### Dataset excerpts
>>
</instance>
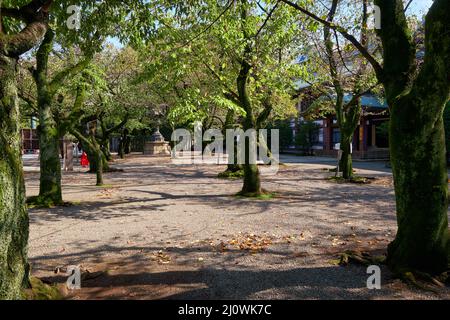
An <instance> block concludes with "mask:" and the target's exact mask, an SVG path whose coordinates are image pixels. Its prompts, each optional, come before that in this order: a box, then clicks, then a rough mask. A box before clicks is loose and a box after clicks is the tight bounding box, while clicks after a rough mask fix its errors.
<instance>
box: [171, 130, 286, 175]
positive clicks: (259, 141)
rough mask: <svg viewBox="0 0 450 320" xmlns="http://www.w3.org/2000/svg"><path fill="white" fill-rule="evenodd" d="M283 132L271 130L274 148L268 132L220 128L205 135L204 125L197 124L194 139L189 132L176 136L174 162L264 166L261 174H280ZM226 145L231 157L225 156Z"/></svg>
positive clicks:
<<
### Task prompt
Quote every line of the records above verbatim, leaving out the pictures.

### Exercise response
</instance>
An <instance> block concludes with "mask:" and the target's exact mask, an SVG path whose coordinates are image pixels. Its prompts, each optional, come before that in this order: a box, then clicks, then a rough mask. A box before clicks is loose and a box after clicks is the tight bounding box, while clicks after a rough mask fix its errors.
<instance>
box: [171, 130, 286, 175]
positive clicks: (259, 141)
rough mask: <svg viewBox="0 0 450 320" xmlns="http://www.w3.org/2000/svg"><path fill="white" fill-rule="evenodd" d="M283 132L271 130L274 148L268 132L220 128L205 135L204 125L197 124L194 139L189 132L176 136L174 162L264 166L261 174H280ZM226 145L231 157L225 156Z"/></svg>
positive clicks:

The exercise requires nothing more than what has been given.